Segment Start: EXERCISE DATA

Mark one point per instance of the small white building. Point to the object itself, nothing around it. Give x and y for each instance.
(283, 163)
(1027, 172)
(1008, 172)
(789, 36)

Segment End: EXERCISE DATA

## WORK TO BE COMPLETED
Produce the entries above once more, identical in every detail.

## FINAL ANSWER
Mark one point per instance of the small white building. Point to the object itself, nothing around it. Give x and y for each instance.
(283, 163)
(1027, 172)
(1008, 172)
(789, 36)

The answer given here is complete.